* STATED PROBLEM *
Substitute "marker" for every "dot" in the items below, changing nothing else, and leave the pictures out of your answer.

Photo object pointing items:
====
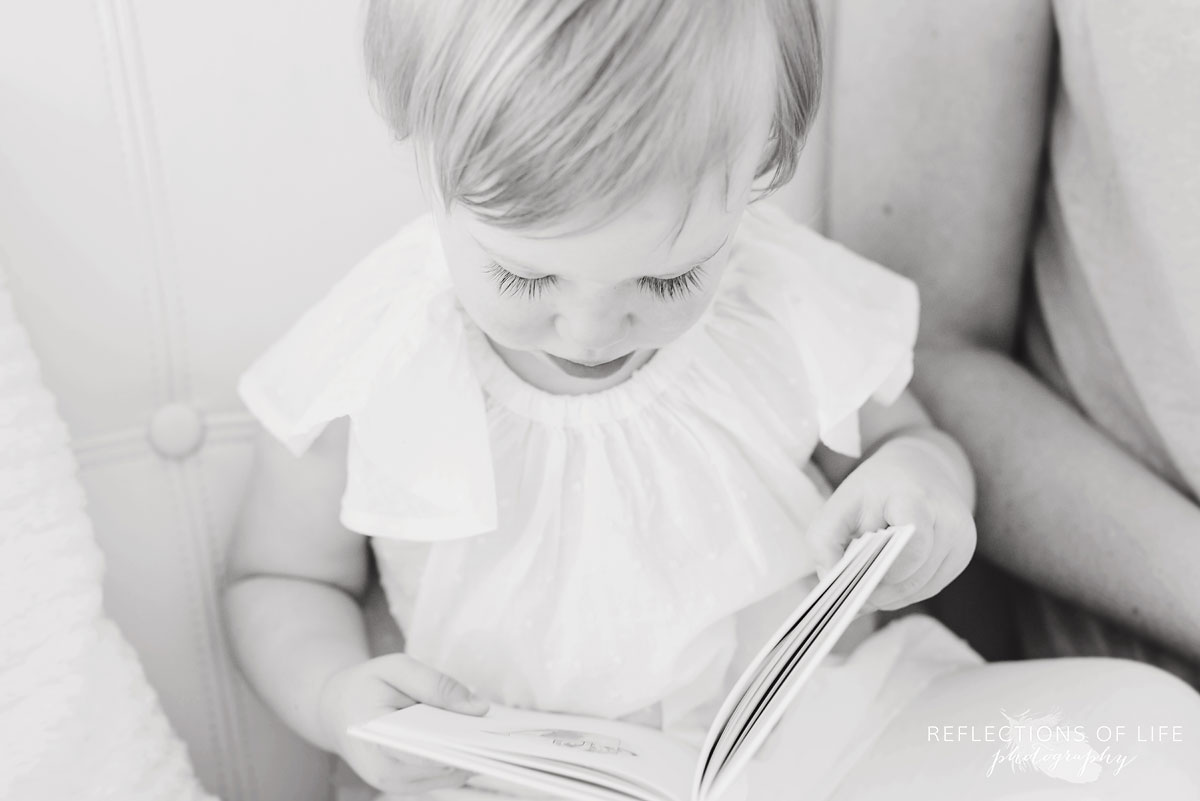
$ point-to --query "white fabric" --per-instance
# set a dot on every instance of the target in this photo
(589, 553)
(77, 717)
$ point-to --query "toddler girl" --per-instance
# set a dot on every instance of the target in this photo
(589, 410)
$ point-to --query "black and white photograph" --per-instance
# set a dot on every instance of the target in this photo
(600, 401)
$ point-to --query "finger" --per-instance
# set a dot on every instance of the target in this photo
====
* CORRECT OUTPUT *
$ point-to --query "white fabric" --per-instance
# set a marker on every instance of the target in this photo
(589, 553)
(77, 717)
$ point-to --query "toddler girl" --per-instance
# set a marker on every instance of the target in this photo
(589, 410)
$ point-to --query "black and white photograph" --per-instance
# set a marker on every instance of the target in this photo
(600, 401)
$ point-to --query "finger" --per-instance
# set a marker on every instance of the target in this photo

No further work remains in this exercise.